- Challenge A: Arrange the records below as a JSON list of strings, one string per line with blank lines left out. Begin with the line containing "Teacher note: please indicate the ceiling" and continue through the end of the records.

# START OF Given text

I have to admit that I have not been active on Instructables for quite a while now, this because we (yes it is we now :D) have been busy developing a 3D printer. A 3D dlp printer to be exact, an open source high resolution 3D DLP printer to be even more exact.
We have now finished version 1.0 and now it is time to share our learnings with the rest of the world.

Why did we work on a 3D printer?
Well as you all know the world needs more 3D printers, more platforms for creation, more freedom. More possible ways to show your epic awesomeness in creation. And most of all the freedom to design and fabricate exactly what you need, when you need it without any barriers. In short 3D printers are awesome, you can never have enough 3D printers.

Why did we work on a 3D Direct Light Processing printer (DLP)?
3D printers come in many shapes, sizes and varieties. There is Fused Deposition Modelling, FDM for short this is the category the RepRap community largely falls in to. Your Makerbots and Ultimakers that use a heated nozzle through which a filament is heated and deposited on the desired location. There are various powder bed 3D print techniques, where the powder particles are selectively fused together with a laser or glued together with a printed adhesive. And there is a variety of photo lithography 3D printing methods.
In lithography light is used to cure a resin to become a solid, the nice thing with this process is that where the light does not shine on the resin it stays liquid.

We found that there are two main DIY 3D printer routes out there that are easily accessible, FDM and photo lithography.
When googleing the WWW we found that there are absolute tons and tons of FDM 3D printers out there all working on roughly the same principles all producing roughly the same results.

Next to that stereo photo lithography has until now only been made really accessible to the community only by one guy, Michael Joyce from the B9 Creator. This is an awesome achievement! For us this also means that the world needs more and different kinds of these projects to become really open source. Photo lithography is an very precise method of manufacturing, in the past feature sizes of 100nm where obtained. No idea how big this is in inches (sorry people from the USA) but I estimate that if you squeeze your fingers together the space between your fingers is slightly less than 100nm.
In other words amazingly small feature size. We would love to make very accurate 3d prints.
So we based our choice of what kind of printer to explore on the possible feature size, accessibility of materials, ease of manufacture and the fact that a relative few have walked this path before us.

Step 1: Basic design properties

Here are a few things to consider in the 3D printer:
I find that making lists like this before every new build really helps me and the people I am working with (it is "we" now) to come up with an effective design that really meets our expectations. This printer will be a prototype, we plan to build a cooler, better more advanced version in a later future. Hopefully to be completed at the end of 2013. And if all works out maybe we can even get to a kickstarter. (Dreaming freely here)

The printer must be,not in any specific order:
  1. Affordable.
  2. Open source
  3. Compact.
  4. High resolution.
  5. Compatible with a wide range of materials.
  6. Easy to use.
  7. Fast

The basic operating procedure:
This is how a Photo Lithographic 3D printer works. Photo Lithography is very simple, light illuminates the resin and the resin hardens.
To be more exact a quantity of light falls/shines onto the resin, if the energy quanta of that light is high enough it will induce photo polymerization of the resin.

# END OF Given text

- Challenge B: In the 3D printer text above, who is named as the one person who had made stereo photo lithography really accessible to the community?

# START OF Stored records

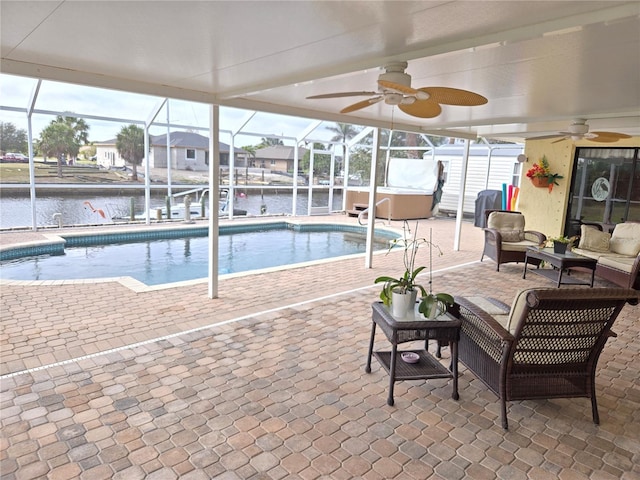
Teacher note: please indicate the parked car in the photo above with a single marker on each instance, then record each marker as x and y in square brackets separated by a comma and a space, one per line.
[11, 157]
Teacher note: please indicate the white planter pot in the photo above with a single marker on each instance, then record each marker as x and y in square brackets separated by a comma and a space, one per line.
[403, 303]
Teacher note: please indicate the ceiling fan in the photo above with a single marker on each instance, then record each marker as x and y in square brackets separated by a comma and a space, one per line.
[579, 130]
[395, 89]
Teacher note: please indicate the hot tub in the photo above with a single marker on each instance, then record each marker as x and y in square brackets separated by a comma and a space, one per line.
[401, 203]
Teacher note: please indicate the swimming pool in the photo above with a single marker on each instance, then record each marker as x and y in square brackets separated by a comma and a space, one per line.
[172, 255]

# END OF Stored records

- Final answer A:
[
  "Teacher note: please indicate the ceiling fan in the photo above with a single marker on each instance, then record each marker as x and y in square brackets separated by a comma and a space, one per line.",
  "[579, 130]",
  "[395, 89]",
  "Teacher note: please indicate the hot tub in the photo above with a single marker on each instance, then record each marker as x and y in square brackets separated by a comma and a space, one per line.",
  "[401, 203]",
  "Teacher note: please indicate the swimming pool in the photo above with a single marker on each instance, then record each marker as x and y in square brackets separated by a comma and a space, one per line.",
  "[172, 255]"
]

- Final answer B: Michael Joyce from the B9 Creator.